__AIM 1__. In the Duplicati forum thread, which snapshot option does the original poster's backup job run with?
__AIM 2__. Extend the Duplicati forum thread by writing what comes after its last paragraph.

__READING TEXT__.
━━━━━━━━━━
Processing files which are not in backup sources

I think some nasty bug lured to Duplicati…

I think is that it reads files which is not supposed, because they are not in backup set.

Second is, that reading some system files (again not in backup set) are causing UnauthorizedAccessExceptions.

System.UnauthorizedAccessException: (5) Access denied: [\?\GLOBALROOT\Device\HarddiskVolumeShadowCopy21\System Volume Information\21{3808876b-c176-4e48-b7ae-04046e6cc752}]
v Alphaleonis.Win32.NativeError.ThrowException(UInt32 errorCode, String readPath, String writePath)
v Alphaleonis.Win32.Filesystem.File.CreateFileCore(KernelTransaction transaction, String path, ExtendedFileAttributes attributes, FileSecurity fileSecurity, FileMode fileMode, FileSystemRights fileSystemRights, FileShare fileShare, Boolean checkPath, PathFormat pathFormat)
v Alphaleonis.Win32.Filesystem.File.OpenCore(KernelTransaction transaction, String path, FileMode mode, FileSystemRights rights, FileShare share, ExtendedFileAttributes attributes, Nullable`1 bufferSize, FileSecurity security, PathFormat pathFormat)
v Duplicati.Library.Snapshots.SystemIOWindows.FileOpenRead(String path)
v Duplicati.Library.Main.Operation.Backup.FileBlockProcessor.<>c__DisplayClass1_0.<b__0>d.MoveNext()

I‘m using Duplicati as a windows service under Windows 7 and have updated from 2.0.3.5 to 2.0.3.8 on 30.6.2018 and to 2.0.3.9 on 2.7.2018. The backup job is performed with --snapshot-policy=on.

Since then I have seen the phenomenon of negative numbers at the progress bar described here:

What is worse, however, is that data has been backed up that is not in backup sources. Now there are tons of useless GB in the backup set. :frowning:

Questions:

  1. How can I safely rollback to 2.0.3.5?
  2. Can the data that should not be backed up be deleted from the backup set? The file paths are known.

Thanks for reporting what you are seeing - and entering the GitHub issue!

I’m using 2.0.3.9 and not running into this issue, is it possible you’ve got a symlink or something in one of your included folders that points to your drive root?

This How-To topic should cover downgrading:

Yes, but there are some things you should be aware of such as unless you adjust other settings it’s likely a large compacting will happen (meaning lots of downloads, re-compress, uploads) so if you’re on a bandwidth limited connection or provider you may not want to do that.

Also, if you have a retention policy in place that might (depending on settings) automatically take care of the cleanup once the wrongly included files are no longer being included.
━━━━━━━━━━
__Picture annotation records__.
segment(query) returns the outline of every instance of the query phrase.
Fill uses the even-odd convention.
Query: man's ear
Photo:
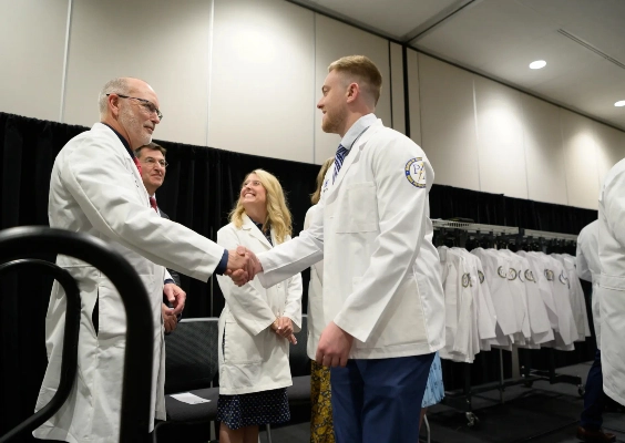
[[[347,86],[347,102],[354,102],[360,95],[360,86],[358,83],[352,82]]]

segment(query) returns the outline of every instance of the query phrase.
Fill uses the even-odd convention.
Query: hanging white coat
[[[276,245],[273,230],[271,241]],[[255,254],[271,249],[245,214],[240,228],[230,223],[218,230],[217,244],[226,249],[242,245]],[[219,316],[219,393],[246,394],[290,387],[289,342],[270,326],[277,317],[288,317],[294,330],[300,330],[301,276],[297,274],[267,289],[258,280],[240,288],[229,277],[217,276],[217,281],[226,299]]]
[[[603,390],[625,404],[625,161],[605,177],[598,205],[597,295],[601,310]]]
[[[224,248],[162,218],[150,207],[129,152],[101,123],[72,138],[58,155],[50,181],[49,217],[51,227],[91,234],[110,243],[143,280],[154,321],[151,416],[164,419],[163,266],[206,281]],[[65,404],[33,434],[43,440],[110,443],[120,433],[124,306],[111,281],[96,268],[66,256],[59,256],[57,264],[79,281],[81,289],[78,375]],[[98,330],[92,317],[96,301]],[[65,306],[65,293],[54,284],[45,318],[49,363],[37,410],[48,404],[59,385]]]

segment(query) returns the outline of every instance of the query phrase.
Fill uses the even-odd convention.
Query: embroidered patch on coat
━━━━━━━━━━
__WRITTEN ANSWER 1__. --snapshot-policy=on

__WRITTEN ANSWER 2__.
I’m curious, can you share some of what paths were included unexpectedly with 2.0.3.8 / 2.0.3.9 but NOT with 2.0.3.5? It’s possible some default exclude code got screwed up at some point so identifying that would be good.

Thanks for the link. Unfortunately the database version has changed, so the downgrade fails. :frowning: I’m back to 2.0.3.9 and have deactivated the backup until the problem is solved.

My --retention-policy is “7D:1h,3M:1D,1Y:1W,10Y:1M”. So I think the unwanted data will stay in the backup for 10 years, right?

My Backup-Paths are:
“C:\Users\Jens\”
“D:\Users\Jens\”
“C:\totalcmd\”
“D:\ablage\”
“D:\old_d\”

I have several -exclude parameters for filtering files and directories. But the hole backup configuration has remained unchanged for weeks. Now the backup has processed directories like “c:\windows” “d:\virtual machines” and so on, which are not included in the above backup paths.

@JonMikelV - Look at my github issue, there is screenshot, which clearly show, which function is failing.
Bad thing is that this is not predictable, sometime it happens, sometimes not.

Thanks for the details!

I can confirm that my 2.0.3.9 running on Windows 10 has also started including items not listed in the source. In my case it’s just C:\Users\ but like you I have a bunch of excludes and nothing has changed on my system.

@mnaiman, I have looked at the GitHub issue but am not familiar with that piece of code so didn’t really follow it other than you saying it was VSS related.

For me the issue started with the first backup after updating from 2.0.3.8 to 2.0.3.9, so I suspect the issue started with 2.0.3.9. If I can pin down a repeatable failure I’ll try downgrading to 2.0.3.8 and see if the issue goes away.

In the mean time I’ll flag this post as a #bug and be sure to let @kenkendk and @renestach know it’s confirmed on multiple machines now and should probably be reviewed ASAP since it silently effects existing backups.

Edit: I can confirm that using the test-filters command DOES show files NOT under any Source folders (either directly or through links) as being included:
Including path as no filters matched: C:\Windows\SystemApps\Microsoft.Windows.Cortana_cw5n1h2txyewy\Cortana.Internal.Search.winmd.

Will try running it again with VSS disabled to see if they go away.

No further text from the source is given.